Job: Please reproduce every line of the material below, from the line that contains "Target: building wall" down to the end, with both ends included. Multiply each coordinate in the answers by 1.1, round it to a whole number with halves going up, and leave all other text unchanged.

Provided records:
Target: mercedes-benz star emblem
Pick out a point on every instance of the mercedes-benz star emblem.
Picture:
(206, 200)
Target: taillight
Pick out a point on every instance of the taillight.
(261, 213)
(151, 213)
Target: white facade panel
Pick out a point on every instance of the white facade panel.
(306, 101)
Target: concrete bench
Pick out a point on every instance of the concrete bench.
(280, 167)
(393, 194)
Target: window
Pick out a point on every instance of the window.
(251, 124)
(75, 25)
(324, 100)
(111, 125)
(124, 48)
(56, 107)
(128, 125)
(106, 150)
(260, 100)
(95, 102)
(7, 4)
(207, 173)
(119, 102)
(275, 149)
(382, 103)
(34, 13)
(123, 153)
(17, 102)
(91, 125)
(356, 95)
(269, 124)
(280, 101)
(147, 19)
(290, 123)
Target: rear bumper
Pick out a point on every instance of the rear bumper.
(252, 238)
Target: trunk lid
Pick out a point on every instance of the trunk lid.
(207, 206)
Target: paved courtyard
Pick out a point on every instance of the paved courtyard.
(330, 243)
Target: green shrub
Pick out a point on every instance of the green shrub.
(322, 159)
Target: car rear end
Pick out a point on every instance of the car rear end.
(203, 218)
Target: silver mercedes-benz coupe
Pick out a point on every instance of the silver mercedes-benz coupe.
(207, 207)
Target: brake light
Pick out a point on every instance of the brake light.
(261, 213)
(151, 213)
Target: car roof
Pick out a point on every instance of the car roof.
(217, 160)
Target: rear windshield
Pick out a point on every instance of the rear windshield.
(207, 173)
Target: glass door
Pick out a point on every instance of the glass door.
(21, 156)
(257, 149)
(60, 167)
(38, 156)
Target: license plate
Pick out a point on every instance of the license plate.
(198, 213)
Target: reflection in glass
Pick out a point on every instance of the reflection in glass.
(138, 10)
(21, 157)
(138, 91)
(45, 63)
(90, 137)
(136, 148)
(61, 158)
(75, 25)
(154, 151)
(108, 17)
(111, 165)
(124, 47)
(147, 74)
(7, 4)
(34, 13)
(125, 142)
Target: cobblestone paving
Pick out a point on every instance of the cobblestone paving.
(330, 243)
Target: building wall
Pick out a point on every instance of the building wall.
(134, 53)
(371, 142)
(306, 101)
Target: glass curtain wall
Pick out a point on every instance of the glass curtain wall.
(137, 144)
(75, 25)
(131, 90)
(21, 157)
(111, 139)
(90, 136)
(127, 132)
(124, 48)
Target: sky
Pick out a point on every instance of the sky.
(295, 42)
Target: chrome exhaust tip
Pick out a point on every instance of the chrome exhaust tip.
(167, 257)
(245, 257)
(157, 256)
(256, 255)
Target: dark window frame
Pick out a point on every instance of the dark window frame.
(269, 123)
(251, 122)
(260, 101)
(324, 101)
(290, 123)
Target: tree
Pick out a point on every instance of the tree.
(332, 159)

Answer to this problem:
Target: building wall
Pick out a point on every instance of the building wall.
(147, 58)
(408, 156)
(337, 111)
Target: glass curtain wall
Pick out a point on every instance of the glass curtain wall.
(151, 158)
(83, 28)
(144, 99)
(23, 173)
(122, 153)
(99, 150)
(140, 145)
(136, 53)
Target: sky
Pick out a point on every instance of the sky.
(325, 46)
Target: chrome exhaust tip
Pick out a point on every instance of the chrome exhaust tip.
(184, 283)
(270, 283)
(173, 282)
(282, 281)
Target: dark window frame
Pick out a point on every instance of the dark window frame.
(296, 135)
(276, 134)
(286, 111)
(356, 111)
(319, 135)
Target: tree
Pick out a point on every instance of the tree.
(365, 175)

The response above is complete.